-- EXTRACTED MATERIAL follows --
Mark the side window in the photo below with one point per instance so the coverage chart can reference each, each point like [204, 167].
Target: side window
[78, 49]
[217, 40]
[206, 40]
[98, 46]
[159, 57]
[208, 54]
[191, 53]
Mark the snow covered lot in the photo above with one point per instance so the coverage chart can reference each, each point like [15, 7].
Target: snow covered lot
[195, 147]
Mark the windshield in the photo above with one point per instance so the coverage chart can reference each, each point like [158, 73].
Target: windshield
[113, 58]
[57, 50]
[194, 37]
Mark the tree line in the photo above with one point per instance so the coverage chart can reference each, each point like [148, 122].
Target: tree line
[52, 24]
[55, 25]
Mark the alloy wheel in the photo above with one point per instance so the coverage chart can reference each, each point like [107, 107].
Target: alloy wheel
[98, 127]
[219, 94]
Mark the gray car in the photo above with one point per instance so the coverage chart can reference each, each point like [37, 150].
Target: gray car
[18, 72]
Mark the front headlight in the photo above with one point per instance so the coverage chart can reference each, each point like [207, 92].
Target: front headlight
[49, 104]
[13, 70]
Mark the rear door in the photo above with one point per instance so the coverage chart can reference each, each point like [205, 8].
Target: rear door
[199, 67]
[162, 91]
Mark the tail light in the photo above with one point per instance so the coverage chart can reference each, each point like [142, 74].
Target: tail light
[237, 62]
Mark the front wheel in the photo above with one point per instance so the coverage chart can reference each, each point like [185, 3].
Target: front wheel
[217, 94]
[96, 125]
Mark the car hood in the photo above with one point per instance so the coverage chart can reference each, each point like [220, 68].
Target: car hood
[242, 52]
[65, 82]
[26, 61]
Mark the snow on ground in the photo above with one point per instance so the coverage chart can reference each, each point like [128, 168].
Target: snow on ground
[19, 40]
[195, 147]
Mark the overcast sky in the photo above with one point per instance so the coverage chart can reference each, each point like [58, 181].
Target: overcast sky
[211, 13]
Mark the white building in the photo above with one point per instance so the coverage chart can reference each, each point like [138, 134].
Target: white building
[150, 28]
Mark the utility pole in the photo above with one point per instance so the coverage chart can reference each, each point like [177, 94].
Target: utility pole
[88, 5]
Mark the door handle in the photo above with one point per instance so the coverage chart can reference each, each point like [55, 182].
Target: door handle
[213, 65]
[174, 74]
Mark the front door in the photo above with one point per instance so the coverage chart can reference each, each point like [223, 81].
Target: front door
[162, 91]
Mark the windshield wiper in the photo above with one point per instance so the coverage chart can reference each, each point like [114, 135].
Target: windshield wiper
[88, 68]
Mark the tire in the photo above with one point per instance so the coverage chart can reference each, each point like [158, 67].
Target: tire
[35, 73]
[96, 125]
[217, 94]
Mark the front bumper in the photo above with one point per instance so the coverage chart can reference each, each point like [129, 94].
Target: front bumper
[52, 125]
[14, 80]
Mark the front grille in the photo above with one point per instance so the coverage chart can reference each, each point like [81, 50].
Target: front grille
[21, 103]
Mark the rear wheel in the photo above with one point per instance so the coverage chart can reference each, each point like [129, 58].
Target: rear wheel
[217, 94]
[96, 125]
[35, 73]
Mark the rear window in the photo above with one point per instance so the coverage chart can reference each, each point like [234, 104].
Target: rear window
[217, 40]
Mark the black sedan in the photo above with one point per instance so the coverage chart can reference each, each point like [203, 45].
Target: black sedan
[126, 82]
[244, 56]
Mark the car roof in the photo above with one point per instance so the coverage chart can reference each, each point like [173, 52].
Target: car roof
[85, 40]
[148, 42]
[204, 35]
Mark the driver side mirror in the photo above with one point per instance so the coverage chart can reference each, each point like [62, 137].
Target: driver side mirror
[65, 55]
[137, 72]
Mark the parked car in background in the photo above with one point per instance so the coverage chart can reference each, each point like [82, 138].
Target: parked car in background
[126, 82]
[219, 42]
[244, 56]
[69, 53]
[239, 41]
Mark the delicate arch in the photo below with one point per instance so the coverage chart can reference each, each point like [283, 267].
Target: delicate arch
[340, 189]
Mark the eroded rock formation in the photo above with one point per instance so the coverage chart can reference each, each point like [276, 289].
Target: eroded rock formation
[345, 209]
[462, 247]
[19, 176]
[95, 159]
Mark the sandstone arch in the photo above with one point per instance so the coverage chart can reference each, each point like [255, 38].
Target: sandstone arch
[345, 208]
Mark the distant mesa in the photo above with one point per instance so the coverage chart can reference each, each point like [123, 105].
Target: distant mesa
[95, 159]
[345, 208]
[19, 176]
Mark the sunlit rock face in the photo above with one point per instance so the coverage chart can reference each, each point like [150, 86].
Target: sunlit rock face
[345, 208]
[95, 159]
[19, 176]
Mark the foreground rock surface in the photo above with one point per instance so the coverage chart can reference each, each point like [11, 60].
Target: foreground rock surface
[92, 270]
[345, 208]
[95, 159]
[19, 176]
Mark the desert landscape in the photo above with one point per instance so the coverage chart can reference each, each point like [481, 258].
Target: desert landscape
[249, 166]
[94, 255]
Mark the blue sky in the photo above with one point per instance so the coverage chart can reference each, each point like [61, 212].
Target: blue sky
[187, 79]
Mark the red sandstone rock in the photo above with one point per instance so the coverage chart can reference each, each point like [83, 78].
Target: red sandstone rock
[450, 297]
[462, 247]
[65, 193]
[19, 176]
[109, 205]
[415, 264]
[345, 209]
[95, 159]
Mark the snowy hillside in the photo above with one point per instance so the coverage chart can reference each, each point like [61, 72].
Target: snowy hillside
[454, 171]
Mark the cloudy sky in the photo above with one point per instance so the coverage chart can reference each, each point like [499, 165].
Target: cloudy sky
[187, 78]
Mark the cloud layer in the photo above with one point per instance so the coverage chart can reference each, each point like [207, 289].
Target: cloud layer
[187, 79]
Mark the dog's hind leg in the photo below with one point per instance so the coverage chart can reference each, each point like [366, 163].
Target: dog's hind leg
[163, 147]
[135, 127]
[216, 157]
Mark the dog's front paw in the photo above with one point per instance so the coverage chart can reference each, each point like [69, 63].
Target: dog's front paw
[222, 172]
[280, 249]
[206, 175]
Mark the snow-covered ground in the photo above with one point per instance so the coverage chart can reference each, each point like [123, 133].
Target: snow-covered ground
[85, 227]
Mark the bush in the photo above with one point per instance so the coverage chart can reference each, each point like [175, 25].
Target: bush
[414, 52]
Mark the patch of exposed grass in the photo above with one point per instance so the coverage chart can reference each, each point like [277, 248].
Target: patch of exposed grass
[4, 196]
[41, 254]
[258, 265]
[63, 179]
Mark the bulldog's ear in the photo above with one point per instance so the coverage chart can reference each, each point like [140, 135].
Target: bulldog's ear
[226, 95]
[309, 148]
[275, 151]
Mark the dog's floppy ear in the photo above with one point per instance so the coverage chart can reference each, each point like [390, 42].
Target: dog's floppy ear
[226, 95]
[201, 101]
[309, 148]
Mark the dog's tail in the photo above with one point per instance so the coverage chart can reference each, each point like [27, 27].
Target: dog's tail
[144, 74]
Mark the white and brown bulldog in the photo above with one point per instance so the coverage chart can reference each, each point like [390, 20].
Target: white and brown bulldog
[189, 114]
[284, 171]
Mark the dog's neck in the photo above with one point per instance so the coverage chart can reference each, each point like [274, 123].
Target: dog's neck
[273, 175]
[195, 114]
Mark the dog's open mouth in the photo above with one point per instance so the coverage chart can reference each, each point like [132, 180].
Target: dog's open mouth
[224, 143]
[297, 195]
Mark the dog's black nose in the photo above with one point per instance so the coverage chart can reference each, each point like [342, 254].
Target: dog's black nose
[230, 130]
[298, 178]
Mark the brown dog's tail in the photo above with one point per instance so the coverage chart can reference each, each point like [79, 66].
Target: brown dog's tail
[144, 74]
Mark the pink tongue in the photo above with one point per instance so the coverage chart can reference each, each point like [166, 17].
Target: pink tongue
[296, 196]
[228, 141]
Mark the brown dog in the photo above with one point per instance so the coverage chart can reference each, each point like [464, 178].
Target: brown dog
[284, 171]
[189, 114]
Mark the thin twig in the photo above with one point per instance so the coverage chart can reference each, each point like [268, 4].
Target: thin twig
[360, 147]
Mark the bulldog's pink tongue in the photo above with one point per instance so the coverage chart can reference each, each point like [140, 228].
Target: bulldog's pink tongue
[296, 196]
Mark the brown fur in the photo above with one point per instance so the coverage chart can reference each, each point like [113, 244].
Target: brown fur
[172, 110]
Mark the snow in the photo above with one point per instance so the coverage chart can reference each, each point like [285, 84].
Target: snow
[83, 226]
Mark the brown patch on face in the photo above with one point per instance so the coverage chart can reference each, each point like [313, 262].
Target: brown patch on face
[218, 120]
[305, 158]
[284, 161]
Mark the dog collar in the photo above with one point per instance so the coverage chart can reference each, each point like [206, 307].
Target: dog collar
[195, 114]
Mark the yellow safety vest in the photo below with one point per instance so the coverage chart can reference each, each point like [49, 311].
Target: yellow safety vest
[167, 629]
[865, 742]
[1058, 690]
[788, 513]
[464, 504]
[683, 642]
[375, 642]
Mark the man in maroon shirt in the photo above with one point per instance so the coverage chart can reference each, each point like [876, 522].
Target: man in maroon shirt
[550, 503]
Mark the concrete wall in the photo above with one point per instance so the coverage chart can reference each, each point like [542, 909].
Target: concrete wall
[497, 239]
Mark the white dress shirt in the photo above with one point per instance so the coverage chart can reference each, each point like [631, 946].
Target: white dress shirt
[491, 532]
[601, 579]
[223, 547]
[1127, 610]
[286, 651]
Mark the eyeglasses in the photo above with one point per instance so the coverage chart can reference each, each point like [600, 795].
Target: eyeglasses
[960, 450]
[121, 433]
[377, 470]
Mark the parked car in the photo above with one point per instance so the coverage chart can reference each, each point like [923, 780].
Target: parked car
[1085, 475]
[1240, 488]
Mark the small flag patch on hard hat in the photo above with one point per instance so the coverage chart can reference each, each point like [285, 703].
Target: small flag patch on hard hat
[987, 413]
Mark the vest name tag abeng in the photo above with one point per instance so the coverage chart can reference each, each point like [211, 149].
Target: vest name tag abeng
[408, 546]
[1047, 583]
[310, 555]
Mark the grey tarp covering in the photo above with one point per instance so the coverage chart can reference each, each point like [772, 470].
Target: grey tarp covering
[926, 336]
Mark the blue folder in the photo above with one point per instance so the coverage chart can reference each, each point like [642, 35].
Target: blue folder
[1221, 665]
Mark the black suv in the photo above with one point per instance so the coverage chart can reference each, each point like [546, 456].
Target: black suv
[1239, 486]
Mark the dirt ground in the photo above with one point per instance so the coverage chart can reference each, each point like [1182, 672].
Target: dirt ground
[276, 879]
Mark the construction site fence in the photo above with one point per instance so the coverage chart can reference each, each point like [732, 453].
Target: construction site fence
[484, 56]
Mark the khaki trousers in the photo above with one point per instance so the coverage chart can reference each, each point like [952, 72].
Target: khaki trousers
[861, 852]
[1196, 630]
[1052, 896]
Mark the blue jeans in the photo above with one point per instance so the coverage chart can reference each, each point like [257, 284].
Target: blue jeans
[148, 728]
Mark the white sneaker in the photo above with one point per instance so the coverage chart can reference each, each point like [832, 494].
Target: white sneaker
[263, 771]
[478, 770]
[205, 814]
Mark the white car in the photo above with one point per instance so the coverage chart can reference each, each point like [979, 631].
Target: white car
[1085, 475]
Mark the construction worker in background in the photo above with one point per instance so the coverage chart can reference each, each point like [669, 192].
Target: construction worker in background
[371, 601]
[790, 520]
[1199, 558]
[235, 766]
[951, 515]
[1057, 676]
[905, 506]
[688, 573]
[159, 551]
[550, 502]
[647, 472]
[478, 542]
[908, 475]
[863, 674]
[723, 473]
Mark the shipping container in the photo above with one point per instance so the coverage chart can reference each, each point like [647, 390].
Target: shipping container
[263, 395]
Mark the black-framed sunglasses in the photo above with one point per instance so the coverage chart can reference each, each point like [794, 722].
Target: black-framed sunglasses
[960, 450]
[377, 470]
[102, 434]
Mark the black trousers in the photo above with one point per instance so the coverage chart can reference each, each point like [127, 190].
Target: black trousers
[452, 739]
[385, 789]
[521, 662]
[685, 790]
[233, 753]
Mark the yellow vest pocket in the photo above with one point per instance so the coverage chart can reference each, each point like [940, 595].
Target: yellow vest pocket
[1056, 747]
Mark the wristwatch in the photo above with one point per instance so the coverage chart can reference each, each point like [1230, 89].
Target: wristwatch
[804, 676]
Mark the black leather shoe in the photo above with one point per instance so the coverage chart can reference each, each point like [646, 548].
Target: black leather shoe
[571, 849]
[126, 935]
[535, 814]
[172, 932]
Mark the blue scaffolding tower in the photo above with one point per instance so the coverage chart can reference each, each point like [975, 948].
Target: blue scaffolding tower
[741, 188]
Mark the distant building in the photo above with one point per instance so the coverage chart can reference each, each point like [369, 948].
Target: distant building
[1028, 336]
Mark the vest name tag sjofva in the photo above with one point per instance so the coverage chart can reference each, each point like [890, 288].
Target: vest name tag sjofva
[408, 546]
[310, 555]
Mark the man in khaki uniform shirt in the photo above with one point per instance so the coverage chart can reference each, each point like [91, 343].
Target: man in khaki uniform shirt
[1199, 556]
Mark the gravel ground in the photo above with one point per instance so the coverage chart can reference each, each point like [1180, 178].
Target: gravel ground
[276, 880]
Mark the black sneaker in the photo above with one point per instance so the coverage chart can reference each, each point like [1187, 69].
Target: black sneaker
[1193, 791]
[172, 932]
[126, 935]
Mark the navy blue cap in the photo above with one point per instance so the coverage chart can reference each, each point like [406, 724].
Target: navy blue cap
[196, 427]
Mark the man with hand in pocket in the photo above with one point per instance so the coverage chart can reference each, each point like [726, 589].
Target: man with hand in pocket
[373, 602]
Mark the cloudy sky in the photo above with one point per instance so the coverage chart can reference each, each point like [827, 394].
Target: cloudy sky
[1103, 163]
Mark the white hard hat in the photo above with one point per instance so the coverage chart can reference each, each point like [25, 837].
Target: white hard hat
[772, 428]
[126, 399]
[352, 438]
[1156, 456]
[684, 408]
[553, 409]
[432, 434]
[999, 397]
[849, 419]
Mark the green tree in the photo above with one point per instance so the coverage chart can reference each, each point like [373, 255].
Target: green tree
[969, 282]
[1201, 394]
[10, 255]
-- EXTRACTED MATERIAL concluded --
Lines from the one containing "like [827, 394]." through the final line of the entries are the only ones to print, and each must match exactly.

RESPONSE TO THIS TASK:
Mark the cloudy sky in the photo above with one point per instance so the coverage chart can reference each, each point like [827, 394].
Target: cloudy sky
[1103, 163]
Mark the white hard hat in the photo above with one point per instance so the coverage chart can reference each, each point like [25, 837].
Target: white hard hat
[772, 428]
[126, 399]
[352, 438]
[1156, 456]
[684, 408]
[553, 409]
[432, 434]
[999, 397]
[849, 419]
Mark the green tree in the photo above with one point per instance so the coverage chart can reference each, each point like [373, 255].
Target: green tree
[969, 282]
[1201, 394]
[10, 255]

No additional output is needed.